What the task asks
Look in the data below for the line that contains "Tight-box every instance of blurred background". Copy that line and the remaining lines exactly.

Data under study
-- Opening Marker --
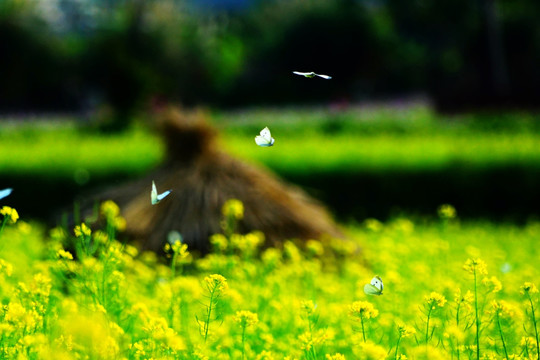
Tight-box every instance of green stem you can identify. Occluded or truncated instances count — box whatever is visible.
[171,252,178,278]
[360,314,366,343]
[425,306,433,344]
[496,312,509,360]
[204,290,215,342]
[241,325,246,360]
[308,317,318,359]
[394,334,402,360]
[0,217,7,241]
[528,294,540,360]
[474,269,481,360]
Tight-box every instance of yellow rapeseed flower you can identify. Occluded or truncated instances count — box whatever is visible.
[306,240,324,257]
[204,274,228,295]
[398,324,416,338]
[326,353,346,360]
[356,341,386,360]
[349,301,379,320]
[463,258,488,275]
[234,310,259,328]
[454,288,474,304]
[210,233,228,252]
[424,292,447,309]
[521,282,539,295]
[222,199,244,220]
[74,223,91,237]
[364,218,383,232]
[0,206,18,224]
[0,259,13,277]
[301,300,317,316]
[491,300,516,319]
[482,276,502,293]
[100,200,120,219]
[57,249,73,260]
[113,216,127,231]
[437,204,457,219]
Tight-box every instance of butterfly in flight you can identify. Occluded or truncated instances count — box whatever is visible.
[0,188,12,200]
[364,275,384,296]
[292,71,332,80]
[255,127,275,147]
[151,181,172,205]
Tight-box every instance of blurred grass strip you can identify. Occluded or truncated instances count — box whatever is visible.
[0,124,164,177]
[223,132,540,173]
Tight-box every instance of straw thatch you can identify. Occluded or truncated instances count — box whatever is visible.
[90,107,343,253]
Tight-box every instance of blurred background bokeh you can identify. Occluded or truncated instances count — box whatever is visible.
[1,0,540,223]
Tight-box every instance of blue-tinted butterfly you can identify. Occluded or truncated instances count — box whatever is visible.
-- Closing Marker --
Solved problem
Tight-box every instance of blurred background bokeh you can identify. Occluded or truncated instances count — box whatever is visible.
[1,0,540,223]
Tight-box every instance of blue-tinted butterfly you can identify. Occluded or truncated instances count — box whatever is visible.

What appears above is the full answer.